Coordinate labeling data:
= = = = =

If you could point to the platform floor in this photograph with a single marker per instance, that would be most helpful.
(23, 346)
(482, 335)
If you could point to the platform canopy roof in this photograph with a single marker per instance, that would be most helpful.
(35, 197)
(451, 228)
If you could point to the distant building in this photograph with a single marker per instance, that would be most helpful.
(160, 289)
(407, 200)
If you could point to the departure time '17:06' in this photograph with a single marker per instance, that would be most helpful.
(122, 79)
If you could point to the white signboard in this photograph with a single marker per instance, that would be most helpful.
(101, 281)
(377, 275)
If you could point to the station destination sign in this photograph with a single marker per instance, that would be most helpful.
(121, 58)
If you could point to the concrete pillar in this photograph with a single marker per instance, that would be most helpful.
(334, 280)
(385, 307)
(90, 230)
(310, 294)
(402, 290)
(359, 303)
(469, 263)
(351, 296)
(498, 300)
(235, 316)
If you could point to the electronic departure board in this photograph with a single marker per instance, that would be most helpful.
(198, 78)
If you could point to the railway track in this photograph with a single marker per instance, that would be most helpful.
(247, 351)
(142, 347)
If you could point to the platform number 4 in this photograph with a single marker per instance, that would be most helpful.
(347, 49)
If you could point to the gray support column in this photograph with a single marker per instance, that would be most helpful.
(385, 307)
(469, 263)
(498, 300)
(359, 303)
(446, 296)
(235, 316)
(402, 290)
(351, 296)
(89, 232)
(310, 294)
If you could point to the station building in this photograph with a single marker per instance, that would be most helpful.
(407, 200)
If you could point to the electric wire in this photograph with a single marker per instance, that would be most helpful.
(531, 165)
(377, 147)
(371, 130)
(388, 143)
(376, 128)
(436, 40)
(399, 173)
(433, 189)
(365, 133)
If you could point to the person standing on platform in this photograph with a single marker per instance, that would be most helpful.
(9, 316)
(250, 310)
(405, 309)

= = = = =

__Job__
Revise the rows by changing every "single marker" to "single dot", and leave everything else unchanged.

__Response to the exercise__
If you could point to the platform floor in this photograph with a single dot per instance, that would be most helpful.
(23, 346)
(482, 335)
If you could point to the platform canopy roof in this photograph with a single dot per instance, that would be most helpful.
(35, 197)
(451, 228)
If you could point to the distant building in this photograph with a single dot per instance, that would be most helpful.
(160, 289)
(407, 200)
If you could point to the departure time '17:06' in this photograph with a single dot per instance, that would be most helpful.
(122, 79)
If you could point to the white signboard in this photograph with a single dot per instance, that would be most helpful.
(101, 281)
(377, 275)
If you could point to the station destination sign in this photograph with a single dot per instance, that would be most helpful.
(121, 58)
If you could point to the concrete pillar in this photograph with a single dot per instance, that would be most helpful.
(334, 280)
(385, 307)
(90, 230)
(310, 294)
(402, 290)
(359, 303)
(469, 263)
(351, 296)
(498, 300)
(235, 316)
If you could point to the electronic departure board in this photograph with a single dot per instance, that would be most helpful.
(198, 78)
If you could point to the railway track in this photograph with a single dot per instance, that would be most helpful.
(247, 351)
(142, 347)
If you could point to the platform number 4 in this photograph with a single dot per instance, that would be most helpful.
(347, 49)
If you could point to the gray support column in this photograph with a single dot per instance, that would be most helpful.
(385, 307)
(469, 263)
(498, 300)
(359, 303)
(446, 296)
(235, 316)
(402, 290)
(351, 296)
(89, 232)
(310, 294)
If you could point to the station building in this photograph with a single dot per instance, that would be most helpful.
(407, 200)
If you could point to the electric wire in this photograph with a single dot per instance, that would be most helpful.
(531, 165)
(377, 147)
(371, 130)
(388, 143)
(376, 128)
(436, 40)
(399, 173)
(433, 189)
(365, 133)
If you could point to the person standing on platform in this photograph with a single dot per instance, that would be most helpful.
(9, 316)
(250, 310)
(405, 309)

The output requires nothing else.